■ **Texte fourni**
↓
En septembre 2008, alors Secrétaire d’État aux Affaires étrangères et aux Droits de l’Homme, c’était déjà la deuxième fois que je me rendais à Kaboul pour rendre visite à nos soldats français. Cette fois, sur le camp de Warehouse, je me suis recueillie devant le monument aux Morts érigé en mémoire de ceux d’entre eux tombés sur le sol afghan et il y en avait eu 10 au mois d’août précédent tombés dans une embuscade.

Malgré cette présence militaire assumée, la France que je représentais s’enorgueillissait néanmoins de sa singularité, par contraste avec l’approche américaine purement militaire. Voilà ce que je déclarais alors : « Les Afghans ont encore en mémoire l’ancienneté de notre coopération. Nous avons là-bas deux lycées français, créés dans les années 1920, qui ont une excellente réputation. L’hôpital français de Kaboul est une référence. Notre coopération archéologique pour la connaissance du patrimoine afghan, que les talibans avaient saccagé, comme avec la destruction des Buddah de Bamyian, est exemplaire. Et notre armée a noué des relations de proximité avec la population ».

Avertissement

À travers cette déclaration, c’est toute la spécificité de la diplomatie française que je m’efforçais de mettre en lumière. À l’inverse des Américains, nous savions, nous Français, aller plus loin en étant au plus près des populations et penser le développement à long terme. Quelle fierté lorsqu’entourée de petites filles Afghanes scolarisées au lycée français Malalai, je voyais dans leur regard l’avenir d’un Afghanistan libre et souverain, et d’abord pour les femmes !

À cet égard, au vu des conséquences désastreuses du retrait précipité des troupes américaines d’Afghanistan, on aurait pu penser que les Européens, en particulier les Français instruits de leur singulière approche en Afghanistan, auraient appliqué une stratégie différente sur les terrains de combat où ils sont impliqués, comme le Sahel. Or, tel n’est pas le moindre des paradoxes que de constater la concomitance du retrait américain d’Afghanistan et la fin de l’opération Barkhane au Sahel.

Ce retrait français, avec la fermeture de bases militaires de Kidal, Tessalit et Tombouctou dans le Nord du Mali en 2022, s’organise alors que les critiques des populations civiles à l’endroit de la France n’ont jamais été aussi fortes. Et voilà que la France subit les mêmes reproches au Sahel que les Etats-Unis en Afghanistan. Comment en est-on arrivé à cela alors que, nous Français, savions mieux que n’importe qui l’importance d’accompagner l’intervention militaire de préoccupations plus sociales en direction des populations civiles (emploi des jeunes, inclusion des femmes, gouvernance, lutte contre la corruption etc) ?
↑
■ **Lignes de données**
↓
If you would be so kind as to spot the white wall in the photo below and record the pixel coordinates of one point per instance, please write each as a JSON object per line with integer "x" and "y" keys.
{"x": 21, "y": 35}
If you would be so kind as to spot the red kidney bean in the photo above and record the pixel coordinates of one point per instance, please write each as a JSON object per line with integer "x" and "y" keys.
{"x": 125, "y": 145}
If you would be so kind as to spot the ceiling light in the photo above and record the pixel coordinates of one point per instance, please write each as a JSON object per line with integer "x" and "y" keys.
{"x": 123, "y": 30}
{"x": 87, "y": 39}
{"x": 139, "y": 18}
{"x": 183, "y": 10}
↑
↓
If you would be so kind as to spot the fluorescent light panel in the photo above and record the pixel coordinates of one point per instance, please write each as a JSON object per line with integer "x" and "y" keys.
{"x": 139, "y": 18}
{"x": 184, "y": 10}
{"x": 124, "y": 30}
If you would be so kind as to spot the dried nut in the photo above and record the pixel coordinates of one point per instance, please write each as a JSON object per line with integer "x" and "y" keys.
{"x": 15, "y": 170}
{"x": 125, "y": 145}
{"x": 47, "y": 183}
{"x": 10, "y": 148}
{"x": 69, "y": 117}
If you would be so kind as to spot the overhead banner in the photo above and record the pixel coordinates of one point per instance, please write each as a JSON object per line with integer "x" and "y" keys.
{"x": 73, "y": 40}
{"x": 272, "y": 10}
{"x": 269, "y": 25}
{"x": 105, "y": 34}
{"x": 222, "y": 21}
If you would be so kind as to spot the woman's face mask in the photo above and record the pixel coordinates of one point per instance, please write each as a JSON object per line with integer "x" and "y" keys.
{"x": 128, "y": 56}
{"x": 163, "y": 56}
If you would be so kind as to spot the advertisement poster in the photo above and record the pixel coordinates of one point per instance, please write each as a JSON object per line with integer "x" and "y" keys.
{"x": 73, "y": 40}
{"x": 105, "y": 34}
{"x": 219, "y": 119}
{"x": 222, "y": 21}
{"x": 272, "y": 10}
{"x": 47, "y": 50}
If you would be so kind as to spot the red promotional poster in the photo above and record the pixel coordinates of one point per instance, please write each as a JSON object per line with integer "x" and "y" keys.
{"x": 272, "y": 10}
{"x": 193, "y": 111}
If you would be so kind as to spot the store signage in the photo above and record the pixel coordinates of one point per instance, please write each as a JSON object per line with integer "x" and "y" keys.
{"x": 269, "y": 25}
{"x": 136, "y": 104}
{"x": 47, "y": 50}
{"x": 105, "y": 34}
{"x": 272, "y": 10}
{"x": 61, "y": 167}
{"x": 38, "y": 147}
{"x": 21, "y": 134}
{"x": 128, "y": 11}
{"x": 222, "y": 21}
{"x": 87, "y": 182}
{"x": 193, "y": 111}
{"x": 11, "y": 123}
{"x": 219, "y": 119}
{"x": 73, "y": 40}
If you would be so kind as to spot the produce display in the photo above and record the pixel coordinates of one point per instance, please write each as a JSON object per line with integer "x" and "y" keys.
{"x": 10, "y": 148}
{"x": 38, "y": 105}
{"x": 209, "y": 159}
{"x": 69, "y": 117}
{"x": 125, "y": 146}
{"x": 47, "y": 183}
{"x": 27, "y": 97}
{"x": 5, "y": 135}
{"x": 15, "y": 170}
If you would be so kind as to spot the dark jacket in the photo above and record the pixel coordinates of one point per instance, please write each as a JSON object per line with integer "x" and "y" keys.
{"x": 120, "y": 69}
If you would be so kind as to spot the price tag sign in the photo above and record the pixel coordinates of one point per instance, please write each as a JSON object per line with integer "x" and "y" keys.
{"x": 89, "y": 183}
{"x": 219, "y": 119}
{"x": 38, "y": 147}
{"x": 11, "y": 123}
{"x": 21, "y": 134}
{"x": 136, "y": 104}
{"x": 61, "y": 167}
↑
■ **Consignes**
a. Dans le texte fourni, reformulez s'il vous plaît sous forme de liste le paragraphe qui commence par « Ce retrait français ». Gardez-en les faits principaux.
b. Énumérez toutes les formes de coopération française en Afghanistan citées dans la déclaration entre guillemets du texte fourni.
c. D'après le texte fourni, sur quel camp se trouve le monument aux morts érigé en mémoire des soldats français tombés en Afghanistan ?

■ **Corrigé**
a.
- La France organise son retrait et ferme ses bases militaires de Kidal, Tessalit et Tombouctou, dans le Nord du Mali, en 2022.
- Ce retrait a lieu alors que les critiques des populations civiles envers la France n'ont jamais été aussi fortes.
- Au Sahel, la France subit les mêmes reproches que les États-Unis en Afghanistan.
- Pourtant, les Français savaient mieux que quiconque qu'il fallait accompagner l'intervention militaire de préoccupations sociales envers les civils : emploi des jeunes, inclusion des femmes, gouvernance, lutte contre la corruption.

b.
- Deux lycées français créés dans les années 1920
- L'hôpital français de Kaboul
- La coopération archéologique pour la connaissance du patrimoine afghan
- Les relations de proximité nouées par l'armée avec la population

c. Sur le camp de Warehouse.